*What the exercise asks*: Only the lines from the line holding "REQ-P. For each" to the last line should be output, each exactly as given.

*Record extracts*:
* * * *
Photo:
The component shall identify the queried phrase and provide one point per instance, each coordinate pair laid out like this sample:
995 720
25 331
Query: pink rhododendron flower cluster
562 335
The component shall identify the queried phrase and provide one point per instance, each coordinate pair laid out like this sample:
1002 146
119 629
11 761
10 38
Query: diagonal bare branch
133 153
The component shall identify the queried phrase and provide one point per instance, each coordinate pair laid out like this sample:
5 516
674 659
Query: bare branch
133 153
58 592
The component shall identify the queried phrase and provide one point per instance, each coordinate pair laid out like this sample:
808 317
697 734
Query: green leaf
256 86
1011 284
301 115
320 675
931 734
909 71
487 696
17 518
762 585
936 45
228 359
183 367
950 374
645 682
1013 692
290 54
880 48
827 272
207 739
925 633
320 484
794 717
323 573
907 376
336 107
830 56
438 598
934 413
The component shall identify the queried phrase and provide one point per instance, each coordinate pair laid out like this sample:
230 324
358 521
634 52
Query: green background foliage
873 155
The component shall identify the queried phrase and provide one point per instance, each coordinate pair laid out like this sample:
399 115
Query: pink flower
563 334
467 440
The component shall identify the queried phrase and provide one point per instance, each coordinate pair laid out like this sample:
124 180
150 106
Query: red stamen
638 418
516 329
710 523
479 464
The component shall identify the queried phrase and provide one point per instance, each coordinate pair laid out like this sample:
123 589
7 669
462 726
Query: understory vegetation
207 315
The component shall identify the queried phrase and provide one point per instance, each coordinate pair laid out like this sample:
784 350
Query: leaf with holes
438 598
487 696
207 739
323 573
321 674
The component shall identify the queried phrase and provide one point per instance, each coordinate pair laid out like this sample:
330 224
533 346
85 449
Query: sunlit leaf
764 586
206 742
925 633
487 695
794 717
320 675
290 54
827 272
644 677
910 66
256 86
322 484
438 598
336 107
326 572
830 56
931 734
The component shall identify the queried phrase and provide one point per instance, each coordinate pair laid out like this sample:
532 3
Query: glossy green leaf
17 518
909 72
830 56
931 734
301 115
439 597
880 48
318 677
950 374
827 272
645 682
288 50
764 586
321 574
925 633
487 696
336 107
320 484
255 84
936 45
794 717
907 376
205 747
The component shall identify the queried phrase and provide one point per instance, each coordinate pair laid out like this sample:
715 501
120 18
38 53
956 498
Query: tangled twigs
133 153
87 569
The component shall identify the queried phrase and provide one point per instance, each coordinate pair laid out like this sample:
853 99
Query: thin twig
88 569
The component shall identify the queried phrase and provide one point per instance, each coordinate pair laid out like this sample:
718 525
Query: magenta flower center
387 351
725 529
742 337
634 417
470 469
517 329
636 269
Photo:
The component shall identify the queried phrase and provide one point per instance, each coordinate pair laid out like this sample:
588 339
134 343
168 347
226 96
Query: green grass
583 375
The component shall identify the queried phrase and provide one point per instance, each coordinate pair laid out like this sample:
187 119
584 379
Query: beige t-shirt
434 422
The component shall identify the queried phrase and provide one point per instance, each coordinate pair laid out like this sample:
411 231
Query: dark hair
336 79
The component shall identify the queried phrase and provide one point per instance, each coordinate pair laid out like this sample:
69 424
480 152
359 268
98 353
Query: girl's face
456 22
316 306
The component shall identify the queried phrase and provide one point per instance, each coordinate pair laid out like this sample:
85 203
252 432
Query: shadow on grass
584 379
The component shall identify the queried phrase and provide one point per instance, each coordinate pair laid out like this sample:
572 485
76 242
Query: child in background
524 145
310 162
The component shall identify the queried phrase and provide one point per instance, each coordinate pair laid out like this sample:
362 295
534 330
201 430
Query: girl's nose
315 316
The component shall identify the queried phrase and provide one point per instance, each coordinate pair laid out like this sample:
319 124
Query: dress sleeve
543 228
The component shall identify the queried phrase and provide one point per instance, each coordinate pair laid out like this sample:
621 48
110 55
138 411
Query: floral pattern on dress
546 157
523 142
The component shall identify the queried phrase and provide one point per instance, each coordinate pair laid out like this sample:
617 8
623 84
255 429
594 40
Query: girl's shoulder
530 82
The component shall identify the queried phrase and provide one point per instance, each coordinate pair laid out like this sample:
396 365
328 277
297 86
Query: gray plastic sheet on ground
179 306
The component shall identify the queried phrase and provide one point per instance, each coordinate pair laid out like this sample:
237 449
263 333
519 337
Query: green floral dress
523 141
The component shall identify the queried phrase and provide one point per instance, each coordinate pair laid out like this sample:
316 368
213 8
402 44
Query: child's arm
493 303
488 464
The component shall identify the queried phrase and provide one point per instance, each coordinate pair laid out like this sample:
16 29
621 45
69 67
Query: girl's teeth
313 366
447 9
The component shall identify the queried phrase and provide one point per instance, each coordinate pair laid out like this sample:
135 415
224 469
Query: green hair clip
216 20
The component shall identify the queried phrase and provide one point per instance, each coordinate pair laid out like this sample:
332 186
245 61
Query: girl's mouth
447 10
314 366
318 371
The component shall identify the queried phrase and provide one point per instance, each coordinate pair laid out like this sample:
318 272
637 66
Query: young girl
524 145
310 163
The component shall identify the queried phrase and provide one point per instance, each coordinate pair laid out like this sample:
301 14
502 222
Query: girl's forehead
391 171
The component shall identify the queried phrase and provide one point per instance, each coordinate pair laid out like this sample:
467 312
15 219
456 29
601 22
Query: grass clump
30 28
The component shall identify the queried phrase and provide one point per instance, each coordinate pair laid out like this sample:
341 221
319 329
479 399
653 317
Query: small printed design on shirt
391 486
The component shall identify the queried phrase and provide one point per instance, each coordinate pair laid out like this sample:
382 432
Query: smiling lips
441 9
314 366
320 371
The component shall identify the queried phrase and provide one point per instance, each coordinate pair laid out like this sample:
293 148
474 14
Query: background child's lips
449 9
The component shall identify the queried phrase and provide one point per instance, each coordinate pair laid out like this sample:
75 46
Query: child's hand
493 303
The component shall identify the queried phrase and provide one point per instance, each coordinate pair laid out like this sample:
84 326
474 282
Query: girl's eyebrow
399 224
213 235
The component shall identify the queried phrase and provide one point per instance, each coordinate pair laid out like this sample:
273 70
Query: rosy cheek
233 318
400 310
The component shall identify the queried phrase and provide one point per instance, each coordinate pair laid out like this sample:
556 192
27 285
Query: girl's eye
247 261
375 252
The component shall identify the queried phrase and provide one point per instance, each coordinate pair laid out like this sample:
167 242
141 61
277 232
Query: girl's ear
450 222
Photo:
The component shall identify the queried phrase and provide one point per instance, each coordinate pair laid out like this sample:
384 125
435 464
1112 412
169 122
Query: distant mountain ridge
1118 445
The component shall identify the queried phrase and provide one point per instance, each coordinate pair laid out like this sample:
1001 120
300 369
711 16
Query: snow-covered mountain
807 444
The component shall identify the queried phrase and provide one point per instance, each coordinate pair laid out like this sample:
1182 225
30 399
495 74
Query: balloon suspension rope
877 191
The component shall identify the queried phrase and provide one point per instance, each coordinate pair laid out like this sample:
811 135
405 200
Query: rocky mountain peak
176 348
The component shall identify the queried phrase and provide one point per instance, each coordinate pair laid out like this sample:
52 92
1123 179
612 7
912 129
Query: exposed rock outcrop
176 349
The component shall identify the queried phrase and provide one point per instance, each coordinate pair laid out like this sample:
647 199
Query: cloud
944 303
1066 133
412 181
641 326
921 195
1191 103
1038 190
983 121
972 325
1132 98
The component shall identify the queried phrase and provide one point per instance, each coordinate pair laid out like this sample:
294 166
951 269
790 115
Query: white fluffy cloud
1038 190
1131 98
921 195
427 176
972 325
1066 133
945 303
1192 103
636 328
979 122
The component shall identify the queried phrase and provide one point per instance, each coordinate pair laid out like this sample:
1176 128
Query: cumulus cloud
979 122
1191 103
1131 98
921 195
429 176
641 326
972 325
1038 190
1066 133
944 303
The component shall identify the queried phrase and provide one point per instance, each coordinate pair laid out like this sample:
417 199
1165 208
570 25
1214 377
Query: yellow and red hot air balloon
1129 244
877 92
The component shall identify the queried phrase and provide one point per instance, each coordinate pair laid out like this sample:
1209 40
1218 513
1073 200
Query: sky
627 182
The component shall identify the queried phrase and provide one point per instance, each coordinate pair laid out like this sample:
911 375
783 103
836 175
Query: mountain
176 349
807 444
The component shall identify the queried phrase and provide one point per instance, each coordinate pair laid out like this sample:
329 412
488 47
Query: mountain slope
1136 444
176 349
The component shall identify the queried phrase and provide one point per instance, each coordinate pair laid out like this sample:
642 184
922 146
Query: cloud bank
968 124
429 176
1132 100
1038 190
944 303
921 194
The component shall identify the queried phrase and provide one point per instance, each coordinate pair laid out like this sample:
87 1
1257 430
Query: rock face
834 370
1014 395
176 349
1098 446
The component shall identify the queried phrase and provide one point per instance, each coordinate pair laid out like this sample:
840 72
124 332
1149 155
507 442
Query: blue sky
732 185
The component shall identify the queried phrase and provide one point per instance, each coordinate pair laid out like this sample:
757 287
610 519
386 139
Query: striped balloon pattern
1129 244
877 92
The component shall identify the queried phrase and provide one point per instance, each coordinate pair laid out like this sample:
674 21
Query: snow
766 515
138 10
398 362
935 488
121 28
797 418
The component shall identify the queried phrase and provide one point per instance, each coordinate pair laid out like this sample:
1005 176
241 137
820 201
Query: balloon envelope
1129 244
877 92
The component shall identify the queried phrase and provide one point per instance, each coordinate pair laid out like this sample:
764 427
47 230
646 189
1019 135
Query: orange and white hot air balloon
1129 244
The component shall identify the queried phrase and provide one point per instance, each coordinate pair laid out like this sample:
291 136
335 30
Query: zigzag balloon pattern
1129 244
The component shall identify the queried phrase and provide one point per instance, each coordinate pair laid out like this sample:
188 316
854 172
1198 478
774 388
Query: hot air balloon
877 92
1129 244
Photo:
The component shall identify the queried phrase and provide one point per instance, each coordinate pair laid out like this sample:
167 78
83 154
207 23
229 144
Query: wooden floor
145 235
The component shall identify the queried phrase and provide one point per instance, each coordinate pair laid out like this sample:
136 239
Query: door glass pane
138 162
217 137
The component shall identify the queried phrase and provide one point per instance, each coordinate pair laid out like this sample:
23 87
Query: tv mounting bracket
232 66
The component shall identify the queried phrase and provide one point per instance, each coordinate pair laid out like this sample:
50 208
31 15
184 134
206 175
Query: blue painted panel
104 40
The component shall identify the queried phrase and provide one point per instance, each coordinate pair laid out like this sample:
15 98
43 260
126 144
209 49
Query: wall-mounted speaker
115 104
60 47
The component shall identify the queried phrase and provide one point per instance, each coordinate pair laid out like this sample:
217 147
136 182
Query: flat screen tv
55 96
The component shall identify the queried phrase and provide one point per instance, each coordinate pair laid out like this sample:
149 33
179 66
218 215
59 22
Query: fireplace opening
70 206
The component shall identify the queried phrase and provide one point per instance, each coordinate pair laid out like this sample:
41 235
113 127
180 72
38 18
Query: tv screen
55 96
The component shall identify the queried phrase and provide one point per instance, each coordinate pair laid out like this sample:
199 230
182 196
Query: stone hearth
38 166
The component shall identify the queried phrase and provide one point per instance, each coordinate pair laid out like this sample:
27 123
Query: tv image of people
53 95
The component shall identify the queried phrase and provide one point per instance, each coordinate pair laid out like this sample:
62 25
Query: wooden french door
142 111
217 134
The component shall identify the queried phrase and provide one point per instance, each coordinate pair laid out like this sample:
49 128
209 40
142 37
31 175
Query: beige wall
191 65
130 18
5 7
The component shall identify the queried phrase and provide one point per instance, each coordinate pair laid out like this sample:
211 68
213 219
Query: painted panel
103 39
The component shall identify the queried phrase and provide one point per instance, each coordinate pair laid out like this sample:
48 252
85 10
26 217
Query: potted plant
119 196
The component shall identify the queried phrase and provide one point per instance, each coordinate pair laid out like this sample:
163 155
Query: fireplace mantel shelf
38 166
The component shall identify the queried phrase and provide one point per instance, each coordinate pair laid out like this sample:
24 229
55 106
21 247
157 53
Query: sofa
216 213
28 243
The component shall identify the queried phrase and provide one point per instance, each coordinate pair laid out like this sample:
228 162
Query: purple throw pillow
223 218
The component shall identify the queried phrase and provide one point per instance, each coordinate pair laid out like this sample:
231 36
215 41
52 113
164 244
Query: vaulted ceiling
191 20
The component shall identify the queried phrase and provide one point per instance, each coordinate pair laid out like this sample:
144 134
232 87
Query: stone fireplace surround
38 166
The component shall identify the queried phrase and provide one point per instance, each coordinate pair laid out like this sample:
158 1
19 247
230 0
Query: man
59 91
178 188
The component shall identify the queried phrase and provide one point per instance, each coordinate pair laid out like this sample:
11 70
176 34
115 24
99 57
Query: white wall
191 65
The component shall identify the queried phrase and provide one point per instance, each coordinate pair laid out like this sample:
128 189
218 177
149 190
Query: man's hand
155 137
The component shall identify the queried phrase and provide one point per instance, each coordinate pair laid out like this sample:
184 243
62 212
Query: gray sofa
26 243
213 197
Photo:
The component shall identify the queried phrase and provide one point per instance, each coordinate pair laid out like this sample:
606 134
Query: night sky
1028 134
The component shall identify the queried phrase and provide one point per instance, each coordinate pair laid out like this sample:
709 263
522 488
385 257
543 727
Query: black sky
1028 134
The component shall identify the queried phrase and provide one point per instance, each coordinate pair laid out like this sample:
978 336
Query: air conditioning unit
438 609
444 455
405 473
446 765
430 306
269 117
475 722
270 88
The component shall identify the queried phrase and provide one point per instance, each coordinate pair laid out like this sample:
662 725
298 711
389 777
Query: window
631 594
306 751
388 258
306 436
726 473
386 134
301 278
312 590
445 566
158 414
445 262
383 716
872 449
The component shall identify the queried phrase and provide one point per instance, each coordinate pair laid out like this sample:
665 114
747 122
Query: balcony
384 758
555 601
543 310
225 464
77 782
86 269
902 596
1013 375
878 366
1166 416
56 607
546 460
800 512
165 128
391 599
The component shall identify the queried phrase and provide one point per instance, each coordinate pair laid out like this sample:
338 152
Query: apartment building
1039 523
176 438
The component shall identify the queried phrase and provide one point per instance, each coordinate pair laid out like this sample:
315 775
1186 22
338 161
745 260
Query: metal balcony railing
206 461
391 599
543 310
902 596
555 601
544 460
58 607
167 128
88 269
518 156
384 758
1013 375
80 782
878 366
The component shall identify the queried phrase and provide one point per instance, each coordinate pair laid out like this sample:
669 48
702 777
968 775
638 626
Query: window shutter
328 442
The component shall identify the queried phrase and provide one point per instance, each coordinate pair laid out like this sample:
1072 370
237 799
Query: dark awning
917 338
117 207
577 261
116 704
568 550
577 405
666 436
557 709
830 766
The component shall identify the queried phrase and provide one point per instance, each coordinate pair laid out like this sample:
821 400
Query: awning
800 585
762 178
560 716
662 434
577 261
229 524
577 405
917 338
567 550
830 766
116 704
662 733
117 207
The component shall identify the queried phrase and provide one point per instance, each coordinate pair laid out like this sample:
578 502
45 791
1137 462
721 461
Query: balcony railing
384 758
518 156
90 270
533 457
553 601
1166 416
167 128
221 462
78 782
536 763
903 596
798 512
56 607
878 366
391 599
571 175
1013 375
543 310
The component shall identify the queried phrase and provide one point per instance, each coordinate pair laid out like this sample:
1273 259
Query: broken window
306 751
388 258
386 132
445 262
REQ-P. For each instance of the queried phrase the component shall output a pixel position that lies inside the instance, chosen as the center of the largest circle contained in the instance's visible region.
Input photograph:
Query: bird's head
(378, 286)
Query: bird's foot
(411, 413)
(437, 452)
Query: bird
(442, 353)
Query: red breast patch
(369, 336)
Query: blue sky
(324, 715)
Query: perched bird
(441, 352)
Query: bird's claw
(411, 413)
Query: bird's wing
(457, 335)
* * * *
*Solution*:
REQ-P. For each instance of the queried phrase the component shall output a pixel position that lies inside the instance, chosen as the center of the largest circle contained in the instance's visible region.
Input photograph:
Query: bird's head
(378, 286)
Query: bird's foot
(411, 413)
(437, 452)
Query: bird
(442, 353)
Query: red breast patch
(369, 336)
Query: blue sky
(324, 715)
Query: perched bird
(441, 352)
Query: bird's claw
(411, 413)
Query: bird's wing
(457, 335)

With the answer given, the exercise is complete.